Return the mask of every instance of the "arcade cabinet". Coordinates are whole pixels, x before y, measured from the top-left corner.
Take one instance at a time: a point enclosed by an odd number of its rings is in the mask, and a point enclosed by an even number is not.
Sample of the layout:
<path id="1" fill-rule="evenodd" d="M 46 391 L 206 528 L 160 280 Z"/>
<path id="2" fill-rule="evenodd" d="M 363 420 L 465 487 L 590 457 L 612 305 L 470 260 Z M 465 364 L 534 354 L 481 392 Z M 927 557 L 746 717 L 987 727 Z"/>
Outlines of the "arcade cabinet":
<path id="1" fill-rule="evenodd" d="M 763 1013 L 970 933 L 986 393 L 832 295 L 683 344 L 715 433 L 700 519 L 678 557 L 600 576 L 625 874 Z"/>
-- -- --
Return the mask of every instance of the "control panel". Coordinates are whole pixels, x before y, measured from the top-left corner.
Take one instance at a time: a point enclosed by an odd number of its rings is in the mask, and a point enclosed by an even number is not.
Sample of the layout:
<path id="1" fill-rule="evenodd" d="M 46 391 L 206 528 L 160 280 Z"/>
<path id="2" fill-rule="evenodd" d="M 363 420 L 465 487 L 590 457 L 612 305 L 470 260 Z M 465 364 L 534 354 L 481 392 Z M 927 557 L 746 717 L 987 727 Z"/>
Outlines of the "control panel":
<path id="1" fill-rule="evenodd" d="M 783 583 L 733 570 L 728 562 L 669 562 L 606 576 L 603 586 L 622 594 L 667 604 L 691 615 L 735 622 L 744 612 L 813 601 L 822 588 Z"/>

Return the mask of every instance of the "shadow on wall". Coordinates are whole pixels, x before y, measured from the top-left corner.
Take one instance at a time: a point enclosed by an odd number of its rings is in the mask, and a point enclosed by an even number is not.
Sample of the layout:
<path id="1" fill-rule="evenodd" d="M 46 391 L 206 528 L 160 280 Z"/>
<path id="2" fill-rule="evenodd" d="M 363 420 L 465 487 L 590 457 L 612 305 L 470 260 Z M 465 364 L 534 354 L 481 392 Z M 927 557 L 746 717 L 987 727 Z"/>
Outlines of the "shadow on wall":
-- -- --
What needs to be done = If a line of the data contains "shadow", copy it out.

Solution to this exercise =
Return the mask of every instance of the "shadow on wall". Coordinates are whole pixels, x before y, measured from the top-left corner.
Outlines of the "shadow on wall":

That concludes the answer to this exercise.